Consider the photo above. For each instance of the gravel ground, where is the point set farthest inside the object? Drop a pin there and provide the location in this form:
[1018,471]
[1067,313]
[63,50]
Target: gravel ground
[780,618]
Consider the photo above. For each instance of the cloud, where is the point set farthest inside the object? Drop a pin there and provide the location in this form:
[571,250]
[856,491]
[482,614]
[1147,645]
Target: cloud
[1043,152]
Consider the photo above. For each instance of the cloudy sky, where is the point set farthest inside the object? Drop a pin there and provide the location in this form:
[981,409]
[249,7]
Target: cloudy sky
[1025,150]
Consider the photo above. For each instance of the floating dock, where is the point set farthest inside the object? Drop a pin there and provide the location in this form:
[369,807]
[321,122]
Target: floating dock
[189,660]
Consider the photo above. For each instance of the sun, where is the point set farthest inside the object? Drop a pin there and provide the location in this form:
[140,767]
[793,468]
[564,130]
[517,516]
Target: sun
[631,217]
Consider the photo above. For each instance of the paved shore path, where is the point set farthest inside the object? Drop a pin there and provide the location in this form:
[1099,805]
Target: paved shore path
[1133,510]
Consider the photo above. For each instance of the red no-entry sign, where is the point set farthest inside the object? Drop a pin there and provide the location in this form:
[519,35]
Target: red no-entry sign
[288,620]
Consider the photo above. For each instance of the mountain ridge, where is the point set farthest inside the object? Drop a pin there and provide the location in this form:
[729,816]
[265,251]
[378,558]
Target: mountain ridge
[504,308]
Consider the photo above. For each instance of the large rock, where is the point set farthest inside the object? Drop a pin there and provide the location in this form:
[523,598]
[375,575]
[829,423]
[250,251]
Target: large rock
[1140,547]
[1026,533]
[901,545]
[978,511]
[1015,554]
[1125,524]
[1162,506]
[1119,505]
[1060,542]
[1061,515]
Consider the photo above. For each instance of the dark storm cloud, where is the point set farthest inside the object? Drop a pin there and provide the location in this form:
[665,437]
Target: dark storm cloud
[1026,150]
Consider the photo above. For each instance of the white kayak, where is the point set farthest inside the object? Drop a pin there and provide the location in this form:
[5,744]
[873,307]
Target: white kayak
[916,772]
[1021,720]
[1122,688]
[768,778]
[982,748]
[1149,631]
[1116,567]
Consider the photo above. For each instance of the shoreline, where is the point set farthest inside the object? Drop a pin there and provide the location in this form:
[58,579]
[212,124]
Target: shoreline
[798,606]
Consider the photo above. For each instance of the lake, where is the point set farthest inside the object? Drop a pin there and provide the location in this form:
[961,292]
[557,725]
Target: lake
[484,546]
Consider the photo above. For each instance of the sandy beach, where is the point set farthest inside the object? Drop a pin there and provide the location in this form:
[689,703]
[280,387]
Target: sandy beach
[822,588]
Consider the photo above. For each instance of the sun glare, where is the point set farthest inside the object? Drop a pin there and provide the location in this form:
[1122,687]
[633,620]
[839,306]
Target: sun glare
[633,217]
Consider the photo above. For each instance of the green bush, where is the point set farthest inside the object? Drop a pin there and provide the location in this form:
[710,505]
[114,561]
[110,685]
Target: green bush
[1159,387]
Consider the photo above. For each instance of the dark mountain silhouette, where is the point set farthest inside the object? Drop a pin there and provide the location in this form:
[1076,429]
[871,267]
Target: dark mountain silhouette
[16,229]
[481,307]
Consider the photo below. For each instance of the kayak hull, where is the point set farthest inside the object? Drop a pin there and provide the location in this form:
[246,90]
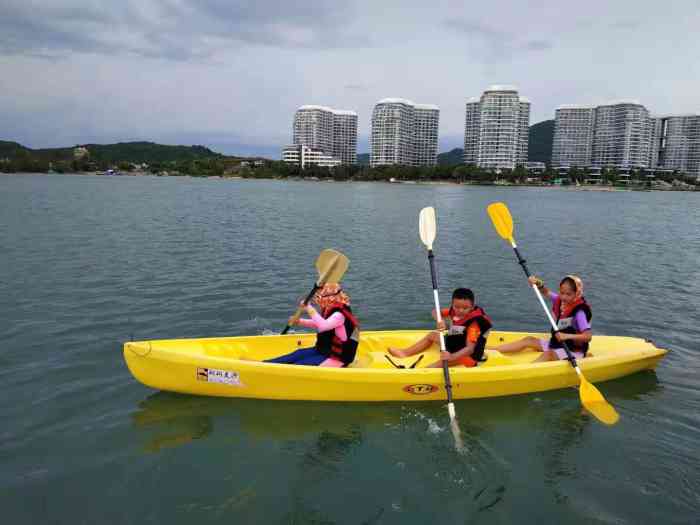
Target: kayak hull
[231,367]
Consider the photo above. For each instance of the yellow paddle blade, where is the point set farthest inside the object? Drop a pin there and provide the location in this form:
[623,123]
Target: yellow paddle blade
[331,266]
[427,226]
[502,220]
[595,403]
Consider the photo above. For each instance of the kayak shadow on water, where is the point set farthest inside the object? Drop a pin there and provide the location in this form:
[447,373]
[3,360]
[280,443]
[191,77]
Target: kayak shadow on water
[169,420]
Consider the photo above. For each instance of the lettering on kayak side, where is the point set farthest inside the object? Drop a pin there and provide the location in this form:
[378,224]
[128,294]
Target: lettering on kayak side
[214,375]
[421,390]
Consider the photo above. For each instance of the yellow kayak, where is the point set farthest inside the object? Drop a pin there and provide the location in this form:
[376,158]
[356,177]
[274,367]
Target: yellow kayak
[232,367]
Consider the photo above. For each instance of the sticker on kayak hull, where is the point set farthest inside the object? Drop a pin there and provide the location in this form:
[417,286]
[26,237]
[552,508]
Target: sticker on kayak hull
[215,375]
[420,390]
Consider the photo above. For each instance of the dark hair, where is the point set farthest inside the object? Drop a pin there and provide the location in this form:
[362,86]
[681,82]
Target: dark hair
[568,280]
[463,293]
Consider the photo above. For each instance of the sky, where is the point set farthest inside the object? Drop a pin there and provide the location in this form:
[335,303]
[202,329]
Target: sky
[230,75]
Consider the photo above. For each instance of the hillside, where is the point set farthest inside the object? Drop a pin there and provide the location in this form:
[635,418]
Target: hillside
[541,138]
[112,153]
[451,158]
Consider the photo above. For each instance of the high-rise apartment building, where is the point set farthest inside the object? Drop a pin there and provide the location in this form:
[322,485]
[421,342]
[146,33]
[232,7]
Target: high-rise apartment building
[496,129]
[622,136]
[331,131]
[676,143]
[404,133]
[572,146]
[612,135]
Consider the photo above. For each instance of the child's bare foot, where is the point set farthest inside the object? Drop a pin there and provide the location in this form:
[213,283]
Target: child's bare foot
[396,352]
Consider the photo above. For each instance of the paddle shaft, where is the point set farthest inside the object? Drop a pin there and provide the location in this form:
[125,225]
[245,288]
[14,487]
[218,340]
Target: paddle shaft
[521,262]
[438,315]
[297,314]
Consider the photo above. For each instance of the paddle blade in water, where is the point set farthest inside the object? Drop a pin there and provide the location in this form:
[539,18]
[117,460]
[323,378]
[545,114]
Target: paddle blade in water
[457,435]
[502,220]
[427,226]
[331,266]
[595,403]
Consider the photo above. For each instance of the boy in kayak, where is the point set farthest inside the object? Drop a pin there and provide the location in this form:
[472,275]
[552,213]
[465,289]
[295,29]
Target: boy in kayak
[338,331]
[573,317]
[467,325]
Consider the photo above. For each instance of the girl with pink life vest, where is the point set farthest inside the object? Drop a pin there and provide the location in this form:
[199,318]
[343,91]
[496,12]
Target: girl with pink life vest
[573,317]
[338,331]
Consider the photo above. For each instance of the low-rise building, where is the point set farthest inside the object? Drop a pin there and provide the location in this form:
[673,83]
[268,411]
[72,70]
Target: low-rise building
[304,156]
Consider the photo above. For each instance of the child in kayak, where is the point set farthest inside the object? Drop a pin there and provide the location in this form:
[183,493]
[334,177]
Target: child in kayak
[467,325]
[338,331]
[573,317]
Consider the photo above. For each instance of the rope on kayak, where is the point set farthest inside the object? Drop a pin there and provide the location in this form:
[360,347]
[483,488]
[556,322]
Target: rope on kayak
[404,366]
+---+
• What to do: Reproduce the rows above verbatim. Begin at the line that contains "Consider the photo above. For each instance of the low-rise" and stop after the last line of the rows.

• Finished answer:
Consider the photo above. For each instance of the low-rise building, where is the point set farthest inside the object? Drop a pin there and provide the location in this form:
[673,83]
[268,411]
[72,70]
Target: low-rise building
[304,156]
Consider the photo above. For each instance of the child in kayak, where is the point set farthest inside the object? Drop a pin there and provide the location in this form:
[183,493]
[334,177]
Target: child in kayak
[467,325]
[338,331]
[573,317]
Consider the photo above. For each instance of the rope on kayak, where is the point set farthest inside the object? Drop a pin there and provide the location in this form:
[360,347]
[483,488]
[556,322]
Target: rope on kayak
[404,366]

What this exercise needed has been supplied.